- Data in this exercise:
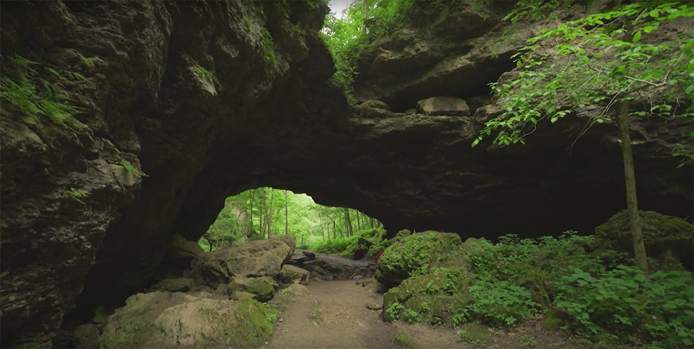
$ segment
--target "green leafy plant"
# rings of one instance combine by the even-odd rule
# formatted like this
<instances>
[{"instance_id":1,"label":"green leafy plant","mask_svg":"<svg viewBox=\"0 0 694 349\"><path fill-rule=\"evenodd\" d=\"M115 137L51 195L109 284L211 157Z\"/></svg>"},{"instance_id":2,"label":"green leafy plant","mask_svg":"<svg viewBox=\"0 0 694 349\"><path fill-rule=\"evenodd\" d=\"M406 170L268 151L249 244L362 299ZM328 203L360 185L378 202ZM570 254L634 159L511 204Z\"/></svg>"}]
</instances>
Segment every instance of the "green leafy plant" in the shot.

- The problem: Rewrite all the records above, replacing "green leafy plant" with "potted fern" everywhere and leaving everything else unchanged. Omit the pictures from your answer.

- Correct response:
$ segment
--target "potted fern"
# rings of one instance combine by the even-odd rule
# formatted like this
<instances>
[{"instance_id":1,"label":"potted fern","mask_svg":"<svg viewBox=\"0 0 694 349\"><path fill-rule=\"evenodd\" d=\"M115 137L51 195L109 284L211 157Z\"/></svg>"},{"instance_id":2,"label":"potted fern","mask_svg":"<svg viewBox=\"0 0 694 349\"><path fill-rule=\"evenodd\" d=\"M406 170L268 151L249 244L362 299ZM328 203L360 185L378 202ZM570 254L634 159L511 204Z\"/></svg>"}]
</instances>
Segment every instance of the "potted fern" in the shot.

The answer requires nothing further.